Extracted records:
Start of Block
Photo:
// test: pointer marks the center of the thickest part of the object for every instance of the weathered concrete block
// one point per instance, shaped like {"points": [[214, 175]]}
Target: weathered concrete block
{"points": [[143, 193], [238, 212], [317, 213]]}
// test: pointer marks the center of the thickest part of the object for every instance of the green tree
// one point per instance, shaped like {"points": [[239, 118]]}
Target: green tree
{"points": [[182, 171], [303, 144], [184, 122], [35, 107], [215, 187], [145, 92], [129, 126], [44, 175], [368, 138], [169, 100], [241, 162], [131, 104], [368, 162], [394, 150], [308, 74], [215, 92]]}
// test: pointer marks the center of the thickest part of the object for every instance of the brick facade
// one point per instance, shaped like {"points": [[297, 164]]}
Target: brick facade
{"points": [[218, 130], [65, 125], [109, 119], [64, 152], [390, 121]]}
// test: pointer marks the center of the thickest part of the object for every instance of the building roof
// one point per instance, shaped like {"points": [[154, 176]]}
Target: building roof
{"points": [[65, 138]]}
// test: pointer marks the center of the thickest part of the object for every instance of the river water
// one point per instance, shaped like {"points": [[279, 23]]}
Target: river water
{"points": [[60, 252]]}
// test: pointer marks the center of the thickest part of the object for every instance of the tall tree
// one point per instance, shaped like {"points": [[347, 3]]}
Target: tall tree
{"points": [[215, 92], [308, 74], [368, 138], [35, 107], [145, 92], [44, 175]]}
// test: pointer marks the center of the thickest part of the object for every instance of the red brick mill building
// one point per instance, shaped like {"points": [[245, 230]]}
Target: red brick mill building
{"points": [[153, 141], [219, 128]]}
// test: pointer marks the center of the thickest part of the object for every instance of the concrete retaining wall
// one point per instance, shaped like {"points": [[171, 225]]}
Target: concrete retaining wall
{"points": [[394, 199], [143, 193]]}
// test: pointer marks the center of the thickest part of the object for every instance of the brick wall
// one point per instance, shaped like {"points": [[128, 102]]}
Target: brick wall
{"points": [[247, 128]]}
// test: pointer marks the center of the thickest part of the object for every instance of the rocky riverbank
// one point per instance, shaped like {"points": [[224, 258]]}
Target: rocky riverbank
End of Block
[Problem to solve] From the line holding "the brick wall" through the final line of the data above, copy every line exactly as written. Include nothing else.

[Task solution]
// test: pointer marks the center of the thickest part of the object for every instance of the brick wall
// one point per instance, shaped like {"points": [[128, 102]]}
Target: brick wall
{"points": [[247, 128]]}
// test: pointer marks the center of the thickest part of the object for every instance of the rocky riverbank
// one point per instance, shaped like {"points": [[224, 258]]}
Target: rocky riverbank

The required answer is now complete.